§ **What is needed**
Write out every line below again exactly as it stands, skipping each image.

= Beginning of Section =

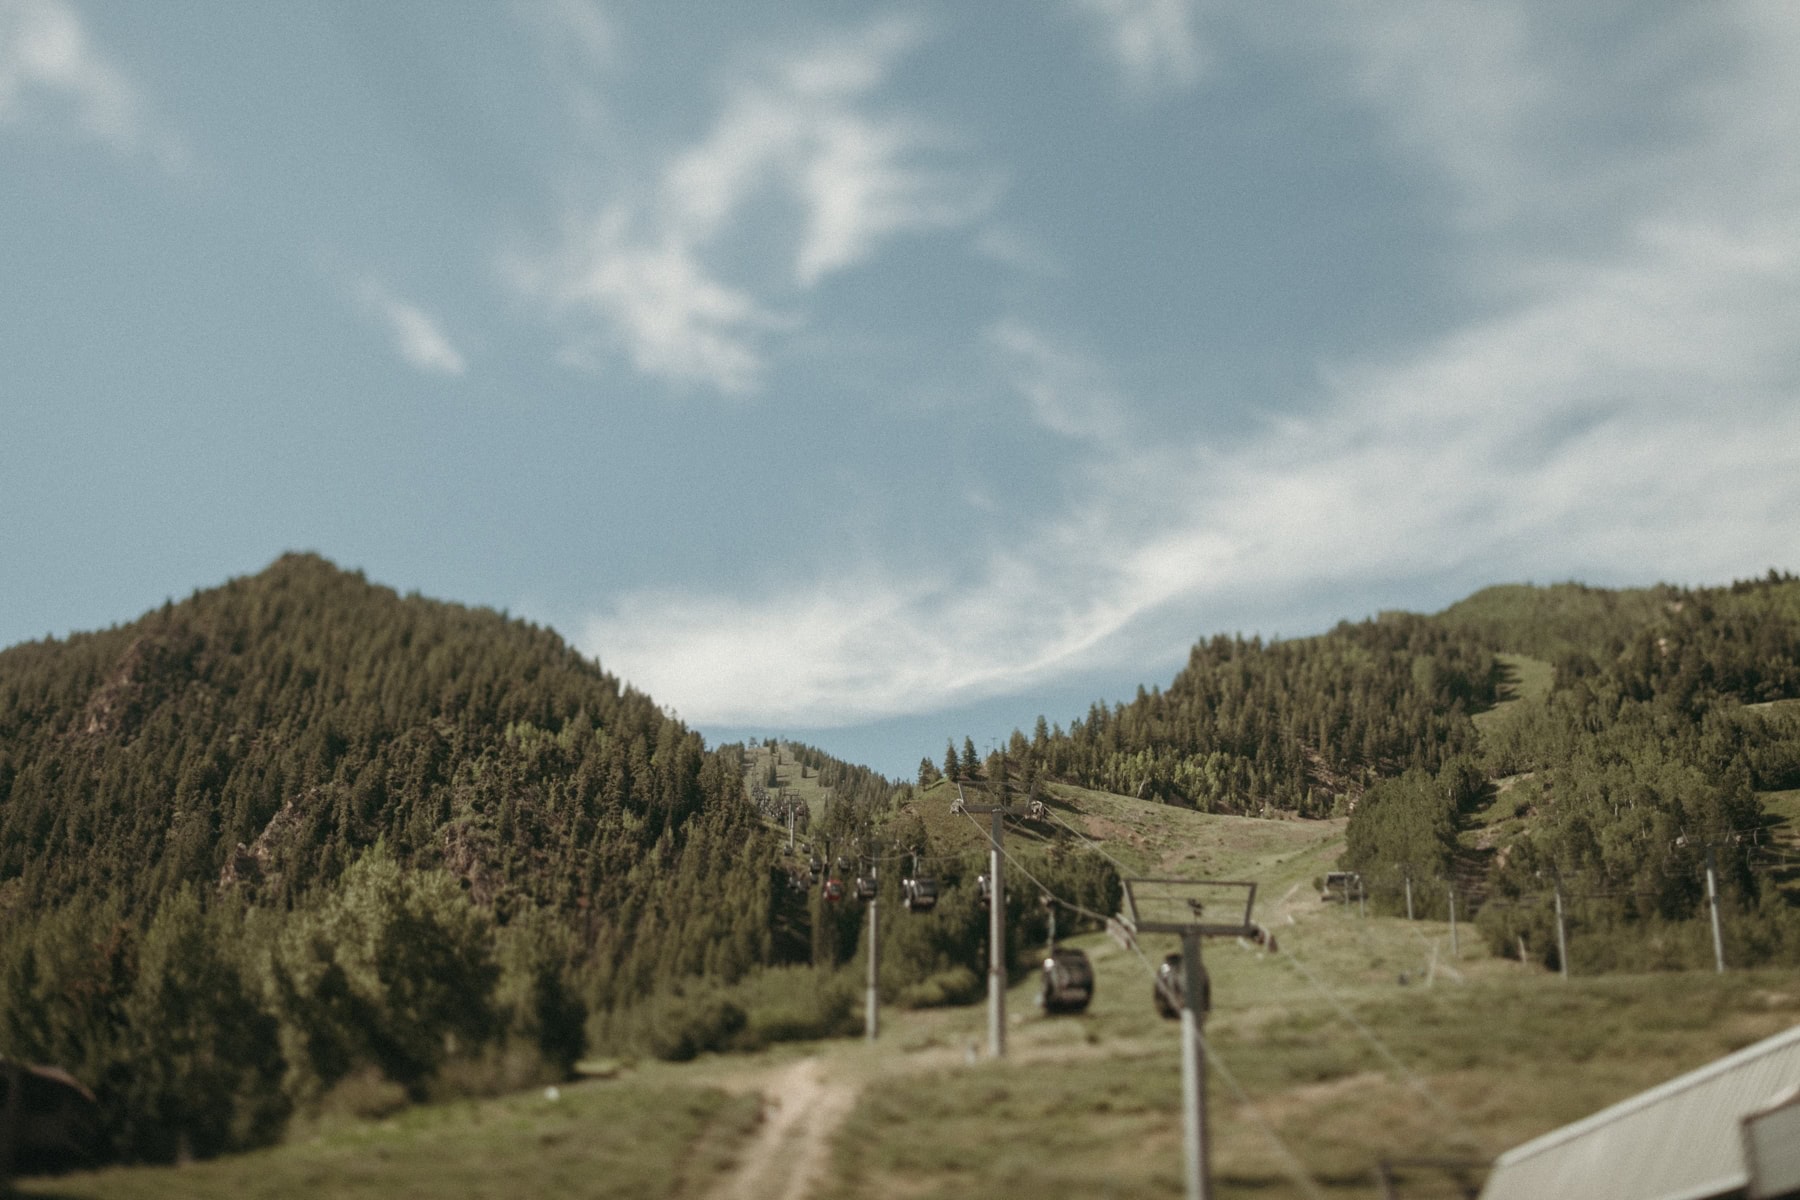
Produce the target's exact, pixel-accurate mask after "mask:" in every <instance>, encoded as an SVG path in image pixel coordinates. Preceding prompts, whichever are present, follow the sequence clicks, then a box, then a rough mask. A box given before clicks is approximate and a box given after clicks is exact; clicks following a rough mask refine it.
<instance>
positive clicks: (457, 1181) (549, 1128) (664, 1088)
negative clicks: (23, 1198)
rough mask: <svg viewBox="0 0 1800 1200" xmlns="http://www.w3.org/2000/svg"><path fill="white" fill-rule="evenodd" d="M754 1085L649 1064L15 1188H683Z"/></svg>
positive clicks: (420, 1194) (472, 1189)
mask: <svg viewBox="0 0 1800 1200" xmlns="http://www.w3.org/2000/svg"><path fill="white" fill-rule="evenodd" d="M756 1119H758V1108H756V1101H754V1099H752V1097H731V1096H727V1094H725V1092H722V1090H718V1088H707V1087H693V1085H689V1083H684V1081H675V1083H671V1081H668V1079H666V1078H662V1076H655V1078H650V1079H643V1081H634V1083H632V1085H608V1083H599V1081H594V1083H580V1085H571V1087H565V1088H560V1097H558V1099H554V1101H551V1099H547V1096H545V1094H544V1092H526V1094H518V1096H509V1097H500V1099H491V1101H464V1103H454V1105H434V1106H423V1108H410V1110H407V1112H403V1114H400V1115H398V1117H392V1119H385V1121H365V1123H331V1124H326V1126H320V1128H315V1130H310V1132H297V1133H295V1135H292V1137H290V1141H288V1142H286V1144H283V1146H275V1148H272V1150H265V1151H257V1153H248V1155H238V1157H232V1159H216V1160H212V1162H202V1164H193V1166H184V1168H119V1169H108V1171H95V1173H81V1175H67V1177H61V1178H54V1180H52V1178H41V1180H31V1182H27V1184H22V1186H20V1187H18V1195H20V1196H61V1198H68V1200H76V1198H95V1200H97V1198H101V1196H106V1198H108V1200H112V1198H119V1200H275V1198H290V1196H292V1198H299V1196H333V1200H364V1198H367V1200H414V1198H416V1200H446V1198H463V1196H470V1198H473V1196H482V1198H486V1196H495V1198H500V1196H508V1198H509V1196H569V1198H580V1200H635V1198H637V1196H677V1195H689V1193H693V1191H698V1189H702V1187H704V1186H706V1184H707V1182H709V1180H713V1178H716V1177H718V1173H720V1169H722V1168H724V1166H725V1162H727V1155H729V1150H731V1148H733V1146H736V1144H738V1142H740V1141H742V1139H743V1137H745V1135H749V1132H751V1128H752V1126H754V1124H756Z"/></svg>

= End of Section =

§ **Written response**
Produce the target's exact, pixel-accurate mask after "mask:" in every <instance>, encoded as an SVG path in image pixel coordinates. Preceding prompts, whichever are present, follow the sequence clicks, then a box, then a rough mask. A box given before clicks is approximate and a box given after clicks is exact; clicks following a rough mask refine it.
<instance>
positive clicks: (457, 1181) (549, 1128) (664, 1088)
negative clicks: (23, 1198)
rough mask: <svg viewBox="0 0 1800 1200" xmlns="http://www.w3.org/2000/svg"><path fill="white" fill-rule="evenodd" d="M754 1085L649 1064L15 1188H683Z"/></svg>
positive clicks: (420, 1194) (472, 1189)
mask: <svg viewBox="0 0 1800 1200" xmlns="http://www.w3.org/2000/svg"><path fill="white" fill-rule="evenodd" d="M756 1119H758V1108H756V1101H754V1099H752V1097H731V1096H727V1094H725V1092H722V1090H718V1088H707V1087H693V1085H689V1083H684V1081H675V1083H671V1081H668V1079H666V1078H662V1076H655V1078H650V1079H643V1081H634V1083H632V1085H608V1083H599V1081H594V1083H580V1085H571V1087H565V1088H560V1097H558V1099H554V1101H551V1099H547V1096H545V1094H544V1092H526V1094H518V1096H509V1097H500V1099H491V1101H464V1103H454V1105H434V1106H423V1108H410V1110H407V1112H403V1114H400V1115H398V1117H392V1119H385V1121H365V1123H331V1124H326V1126H320V1128H315V1130H310V1132H297V1133H295V1135H292V1137H290V1141H288V1142H286V1144H283V1146H275V1148H272V1150H265V1151H257V1153H248V1155H238V1157H232V1159H216V1160H212V1162H202V1164H193V1166H184V1168H119V1169H108V1171H95V1173H81V1175H67V1177H61V1178H54V1180H52V1178H41V1180H31V1182H27V1184H22V1186H20V1187H18V1195H20V1196H61V1198H68V1200H76V1198H95V1200H97V1198H101V1196H106V1198H108V1200H112V1198H119V1200H275V1198H290V1196H292V1198H299V1196H333V1200H364V1198H367V1200H414V1198H416V1200H446V1198H463V1196H470V1198H473V1196H482V1198H486V1196H495V1198H500V1196H508V1198H509V1196H569V1198H580V1200H635V1198H637V1196H677V1195H689V1193H693V1191H698V1189H702V1187H704V1186H706V1184H707V1182H709V1180H713V1178H716V1177H718V1173H720V1169H722V1168H724V1166H725V1162H727V1155H729V1150H731V1148H733V1146H736V1144H738V1142H740V1141H742V1139H743V1137H745V1135H749V1132H751V1128H752V1126H754V1124H756Z"/></svg>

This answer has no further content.